SUPPLIED TEXT ▸
********

Car-shopping turned into a nightmare for many Canadians during the pandemic – and the bad dream isn’t over yet.
Global automotive supply chains, which were thrown into disarray during COVID-19 by factory shutdowns and parts shortages, meant dealership lots had few vehicles on offer. Meanwhile, consumers unable to find new cars and trucks turned to the used-vehicle market, sending prices there to unprecedented heights.
With the global health emergency now over, supply chains have largely recovered, but pent-up demand and high interest rates mean buying a car – either new or used – is more expensive than ever.
Canadians spent more than $46,000 on average to buy a new vehicle in May, up from $35,000 in 2019, according to research firm J.D. Power. For used cars and trucks, average prices are hovering a little above $35,000, down only slightly from a pandemic high of nearly $40,000, according to automotive analytics company Canadian Black Book.

********

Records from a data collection

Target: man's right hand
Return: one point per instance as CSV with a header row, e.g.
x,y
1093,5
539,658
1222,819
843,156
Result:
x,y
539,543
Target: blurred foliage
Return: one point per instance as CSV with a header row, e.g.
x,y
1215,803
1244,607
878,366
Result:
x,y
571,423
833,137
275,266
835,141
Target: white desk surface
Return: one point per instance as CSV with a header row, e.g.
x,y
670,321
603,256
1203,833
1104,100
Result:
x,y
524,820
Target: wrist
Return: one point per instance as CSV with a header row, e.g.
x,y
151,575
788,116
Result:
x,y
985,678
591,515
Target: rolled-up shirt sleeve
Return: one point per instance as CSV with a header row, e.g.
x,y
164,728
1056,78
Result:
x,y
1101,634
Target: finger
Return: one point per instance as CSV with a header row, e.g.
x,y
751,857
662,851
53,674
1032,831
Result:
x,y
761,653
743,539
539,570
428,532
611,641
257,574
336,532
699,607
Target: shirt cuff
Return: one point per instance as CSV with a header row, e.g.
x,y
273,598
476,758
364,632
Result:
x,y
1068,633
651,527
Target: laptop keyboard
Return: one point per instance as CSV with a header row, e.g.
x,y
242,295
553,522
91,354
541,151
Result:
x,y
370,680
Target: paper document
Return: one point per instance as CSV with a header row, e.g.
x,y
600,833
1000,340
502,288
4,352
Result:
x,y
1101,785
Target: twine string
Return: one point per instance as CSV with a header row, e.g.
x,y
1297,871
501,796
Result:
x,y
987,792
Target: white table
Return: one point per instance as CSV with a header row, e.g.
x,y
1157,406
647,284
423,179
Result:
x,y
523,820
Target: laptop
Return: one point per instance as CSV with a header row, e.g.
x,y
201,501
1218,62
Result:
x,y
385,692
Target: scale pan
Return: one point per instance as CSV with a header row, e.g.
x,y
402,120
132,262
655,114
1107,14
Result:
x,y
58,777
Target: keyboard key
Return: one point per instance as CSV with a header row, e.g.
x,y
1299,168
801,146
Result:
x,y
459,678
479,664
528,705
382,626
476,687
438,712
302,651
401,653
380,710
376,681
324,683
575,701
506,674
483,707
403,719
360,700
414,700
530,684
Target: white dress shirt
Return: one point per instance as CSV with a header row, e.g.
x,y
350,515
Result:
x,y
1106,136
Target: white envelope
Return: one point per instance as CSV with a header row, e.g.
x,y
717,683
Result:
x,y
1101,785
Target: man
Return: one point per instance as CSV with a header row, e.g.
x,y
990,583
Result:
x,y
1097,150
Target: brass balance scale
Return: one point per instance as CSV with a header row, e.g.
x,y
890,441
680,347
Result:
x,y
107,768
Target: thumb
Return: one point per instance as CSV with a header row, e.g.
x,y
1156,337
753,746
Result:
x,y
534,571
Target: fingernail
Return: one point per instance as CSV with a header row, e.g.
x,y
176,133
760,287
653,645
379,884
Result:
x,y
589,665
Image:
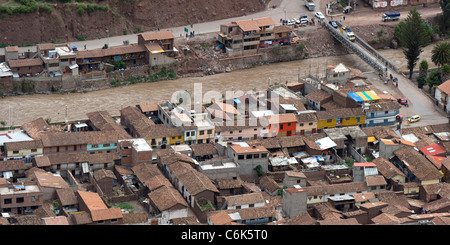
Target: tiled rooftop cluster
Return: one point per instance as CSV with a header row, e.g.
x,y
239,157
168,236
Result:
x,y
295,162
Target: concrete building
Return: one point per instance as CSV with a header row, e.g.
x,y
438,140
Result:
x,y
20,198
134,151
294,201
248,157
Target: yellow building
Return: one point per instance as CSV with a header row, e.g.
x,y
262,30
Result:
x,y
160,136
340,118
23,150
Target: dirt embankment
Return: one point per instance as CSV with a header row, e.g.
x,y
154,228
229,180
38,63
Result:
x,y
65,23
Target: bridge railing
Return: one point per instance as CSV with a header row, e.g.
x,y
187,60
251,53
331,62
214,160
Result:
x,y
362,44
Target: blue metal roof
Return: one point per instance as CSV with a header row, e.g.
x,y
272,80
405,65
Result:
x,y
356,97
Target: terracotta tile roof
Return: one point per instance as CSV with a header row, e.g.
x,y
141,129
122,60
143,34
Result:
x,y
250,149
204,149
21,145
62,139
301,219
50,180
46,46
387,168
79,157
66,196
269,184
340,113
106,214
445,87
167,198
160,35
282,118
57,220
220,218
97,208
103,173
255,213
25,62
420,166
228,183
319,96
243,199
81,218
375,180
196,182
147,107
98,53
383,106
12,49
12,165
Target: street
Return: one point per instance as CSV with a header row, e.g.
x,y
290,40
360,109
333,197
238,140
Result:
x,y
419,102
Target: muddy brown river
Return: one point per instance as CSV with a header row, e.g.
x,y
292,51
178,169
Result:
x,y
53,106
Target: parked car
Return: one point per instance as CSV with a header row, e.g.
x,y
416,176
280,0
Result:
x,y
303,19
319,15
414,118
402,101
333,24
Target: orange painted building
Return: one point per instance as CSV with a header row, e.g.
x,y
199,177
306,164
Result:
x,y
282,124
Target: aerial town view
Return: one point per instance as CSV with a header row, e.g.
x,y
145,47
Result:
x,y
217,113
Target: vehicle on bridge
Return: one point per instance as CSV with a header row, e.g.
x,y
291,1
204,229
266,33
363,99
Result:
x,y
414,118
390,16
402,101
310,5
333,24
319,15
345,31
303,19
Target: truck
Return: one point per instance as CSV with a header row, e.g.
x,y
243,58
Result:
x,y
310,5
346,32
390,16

********

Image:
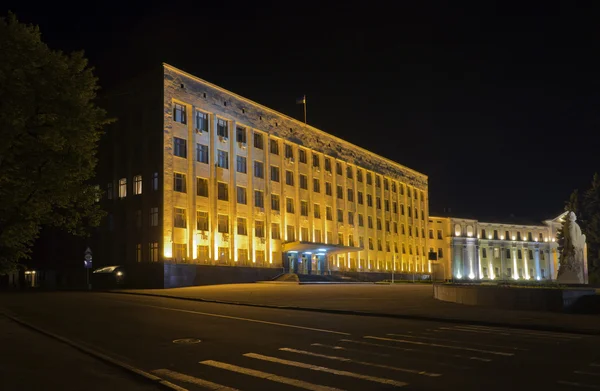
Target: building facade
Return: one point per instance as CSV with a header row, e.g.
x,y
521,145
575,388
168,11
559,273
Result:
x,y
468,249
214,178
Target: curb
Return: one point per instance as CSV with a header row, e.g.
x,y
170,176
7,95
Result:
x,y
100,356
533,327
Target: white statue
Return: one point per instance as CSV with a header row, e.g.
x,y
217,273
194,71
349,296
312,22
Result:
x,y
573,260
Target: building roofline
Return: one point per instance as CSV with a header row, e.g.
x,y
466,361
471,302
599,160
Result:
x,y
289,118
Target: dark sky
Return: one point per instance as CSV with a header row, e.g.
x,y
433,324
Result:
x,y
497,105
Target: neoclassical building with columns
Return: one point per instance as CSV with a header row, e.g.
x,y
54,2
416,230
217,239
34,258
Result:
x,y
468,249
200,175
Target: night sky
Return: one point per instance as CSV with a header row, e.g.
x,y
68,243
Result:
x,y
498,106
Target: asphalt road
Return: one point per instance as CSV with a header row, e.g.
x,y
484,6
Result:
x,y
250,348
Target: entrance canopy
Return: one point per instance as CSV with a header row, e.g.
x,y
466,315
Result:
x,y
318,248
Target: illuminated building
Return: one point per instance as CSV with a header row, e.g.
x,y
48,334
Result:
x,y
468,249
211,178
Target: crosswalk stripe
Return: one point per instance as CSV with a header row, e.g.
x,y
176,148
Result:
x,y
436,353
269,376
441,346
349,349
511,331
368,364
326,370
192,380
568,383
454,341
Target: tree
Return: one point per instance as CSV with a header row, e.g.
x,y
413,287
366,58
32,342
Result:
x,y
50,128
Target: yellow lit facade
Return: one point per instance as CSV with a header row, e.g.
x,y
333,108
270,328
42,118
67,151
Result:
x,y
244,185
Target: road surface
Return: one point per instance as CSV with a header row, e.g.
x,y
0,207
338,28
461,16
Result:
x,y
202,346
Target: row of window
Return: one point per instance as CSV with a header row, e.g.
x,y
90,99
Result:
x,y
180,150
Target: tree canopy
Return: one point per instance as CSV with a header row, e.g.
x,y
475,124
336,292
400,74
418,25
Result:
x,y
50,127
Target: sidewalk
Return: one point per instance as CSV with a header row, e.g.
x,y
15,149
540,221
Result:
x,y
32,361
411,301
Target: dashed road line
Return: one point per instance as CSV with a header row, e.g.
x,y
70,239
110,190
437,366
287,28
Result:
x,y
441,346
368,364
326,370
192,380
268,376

********

WHAT IS BEING ASKED ▸
Edit the passage of the car-price article from "Car-shopping turned into" up to and including "to unprecedented heights.", replacing "dealership lots" with "car lots". The records are separate material, unrelated to the article on car prices in Canada.

ANSWER SECTION ▸
Car-shopping turned into a nightmare for many Canadians during the pandemic – and the bad dream isn’t over yet.
Global automotive supply chains, which were thrown into disarray during COVID-19 by factory shutdowns and parts shortages, meant car lots had few vehicles on offer. Meanwhile, consumers unable to find new cars and trucks turned to the used-vehicle market, sending prices there to unprecedented heights.